**SET EXERCISE A**
Return every line of the records that contains the word "image". Case counts, so only exact matches qualify.

**PROVIDED PASSAGE**
See above. I would also add that the emotional criteria you mention might be dangerous if the goal of the preacher is focused upon "not being boring" but receiving the benediction from the congregation that he is "exciting."

This points, in fact, to a poverty of any other number of elements of Worship. For instance, "exciting" and "dynamic" are used as primary criteria by many to select songs and tunes and many believe they are only worshipping when they feel "excited" or "worshipful". When I'm worshipping God in song, for instance, I don't always have an emotional reaction to singing nor do I worry if I do not. Yet, when reading a Psalm responsively yesterday in Worship, I was very moved by it because it caused me to reflect on the objective Truth of my status in Christ.


----------



## Pergamum

Semper Fidelis said:


> SolaScriptura said:
> 
> 
> 
> 
> 
> Semper Fidelis said:
> 
> 
> 
> I'm not saying that boredom doesn't exist, Ben, but that we need to define something a bit better than saying: "I think...."
> 
> p0rnography is a sin. We can find it in the Scriptures.
> 
> Is "being boring" a sin?
> 
> Also, I find many things boring that you probably find interesting. I work on servers for hours with delight. Am I boring?
> 
> I've attended lectures on terrorism where the speaker, in typical style, read his paper for the seminar. It was not delivered well but the topic was interesting. Was it a "boring" lecture or not?
> 
> 
> 
> 
> Rich - the reference to p0rnography was not about morality, it was about definition - the whole "I know it when I see it" definition. It was intended to be an allusion to the fact that somethings are very difficult to define with objective and aboslute precision, but that doesn't undermine the reality of the thing... Some things are difficult to define, we just "know it" when we see it.
> 
> I think you're asking for too much. You're asking for an absolute definition when "boring" is inherently subjective - even when a group of people agree that someone or something is "boring" that can never be more than a collectively held subjective belief. So the best you can ask is "Am I boring to YOU" or "was the lecture boring to you?"

**SET EXERCISE B**
Mark each statement below yes or no, according to the forum thread on boring preaching, and back each answer with the words from the thread that settle it, quoted exactly.
(i) The writer who talks about worshipping God in song always has an emotional reaction while singing.
(ii) The mention of p0rnography was meant to be about definition, not morality.
(iii) Reading a Psalm responsively in Worship moved the writer who mentions it.

(Excerpts from a detection dataset)
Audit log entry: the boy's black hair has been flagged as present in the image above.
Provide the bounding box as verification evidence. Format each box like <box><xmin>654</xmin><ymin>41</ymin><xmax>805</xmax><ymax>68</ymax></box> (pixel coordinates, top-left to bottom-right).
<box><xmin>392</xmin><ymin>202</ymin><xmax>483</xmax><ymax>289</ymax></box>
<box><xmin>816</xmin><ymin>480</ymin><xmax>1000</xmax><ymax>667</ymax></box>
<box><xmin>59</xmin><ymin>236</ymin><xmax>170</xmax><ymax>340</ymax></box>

* * *

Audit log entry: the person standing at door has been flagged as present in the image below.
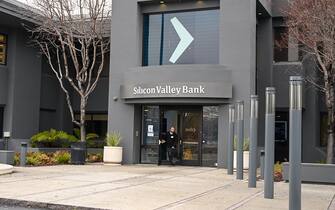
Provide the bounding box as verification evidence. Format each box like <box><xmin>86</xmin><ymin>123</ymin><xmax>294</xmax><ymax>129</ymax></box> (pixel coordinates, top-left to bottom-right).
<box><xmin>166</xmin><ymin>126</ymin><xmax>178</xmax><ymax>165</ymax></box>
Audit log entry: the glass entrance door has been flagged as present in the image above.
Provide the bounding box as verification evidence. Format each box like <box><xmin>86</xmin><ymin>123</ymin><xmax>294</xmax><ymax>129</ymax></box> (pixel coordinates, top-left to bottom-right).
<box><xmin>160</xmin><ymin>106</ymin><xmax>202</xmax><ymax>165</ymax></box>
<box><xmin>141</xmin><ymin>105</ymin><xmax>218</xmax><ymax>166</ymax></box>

**WORKED ANSWER A**
Audit log entry: the boy's black hair has been flagged as present in the image above.
Audit log entry: the person standing at door has been flagged as present in the image below.
Audit log entry: the glass entrance door has been flagged as present in the image above.

**WORKED ANSWER B**
(i) No: "I don't always have an emotional reaction to singing nor do I worry if I do not."
(ii) Yes: "the reference to p0rnography was not about morality, it was about definition"
(iii) Yes: "when reading a Psalm responsively yesterday in Worship, I was very moved by it"